Task: Starting with the first line, output the data exactly through to the end.

Data to examine:

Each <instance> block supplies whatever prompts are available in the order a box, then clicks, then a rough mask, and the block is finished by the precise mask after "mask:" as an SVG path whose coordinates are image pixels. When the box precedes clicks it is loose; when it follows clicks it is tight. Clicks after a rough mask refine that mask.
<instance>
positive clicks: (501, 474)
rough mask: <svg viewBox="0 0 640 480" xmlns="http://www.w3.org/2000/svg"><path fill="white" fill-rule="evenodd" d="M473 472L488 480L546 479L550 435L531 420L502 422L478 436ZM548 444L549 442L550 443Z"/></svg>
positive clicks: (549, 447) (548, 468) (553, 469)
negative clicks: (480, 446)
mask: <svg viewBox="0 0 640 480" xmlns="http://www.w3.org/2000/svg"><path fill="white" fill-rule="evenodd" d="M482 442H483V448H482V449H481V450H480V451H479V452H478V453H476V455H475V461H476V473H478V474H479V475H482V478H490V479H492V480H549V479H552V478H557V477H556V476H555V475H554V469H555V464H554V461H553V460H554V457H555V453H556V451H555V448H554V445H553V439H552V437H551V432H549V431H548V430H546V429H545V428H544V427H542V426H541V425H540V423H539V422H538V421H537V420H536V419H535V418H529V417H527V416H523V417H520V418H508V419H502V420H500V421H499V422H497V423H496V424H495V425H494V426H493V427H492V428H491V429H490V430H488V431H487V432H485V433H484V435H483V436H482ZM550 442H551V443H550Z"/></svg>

Result below:
Each <instance> block supplies whatever prompts are available in the order a box, then clicks, then a rough mask, and the block is finished by the precise mask after "mask:" as an SVG path whose coordinates are image pixels. When the box precedes clicks it is loose; when it follows clicks it is tight. Clicks after a rough mask refine that mask.
<instance>
positive clicks: (501, 474)
rough mask: <svg viewBox="0 0 640 480" xmlns="http://www.w3.org/2000/svg"><path fill="white" fill-rule="evenodd" d="M473 472L488 480L546 479L550 435L531 420L502 422L478 436ZM548 444L549 442L550 443Z"/></svg>
positive clicks: (549, 447) (548, 468) (553, 469)
negative clicks: (480, 446)
mask: <svg viewBox="0 0 640 480" xmlns="http://www.w3.org/2000/svg"><path fill="white" fill-rule="evenodd" d="M482 442H483V448H482V449H481V450H480V451H479V452H478V453H476V455H475V461H476V473H478V474H479V475H482V478H490V479H492V480H549V479H552V478H557V477H556V476H555V475H554V469H555V464H554V461H553V460H554V457H555V453H556V451H555V448H554V445H553V439H552V437H551V432H549V431H548V430H546V429H545V428H544V427H542V426H541V425H540V423H539V422H538V421H537V420H536V419H535V418H529V417H527V416H523V417H520V418H508V419H502V420H500V421H499V422H497V423H496V424H495V425H494V426H493V427H492V428H491V429H490V430H488V431H487V432H485V433H484V435H483V436H482ZM550 442H551V443H550Z"/></svg>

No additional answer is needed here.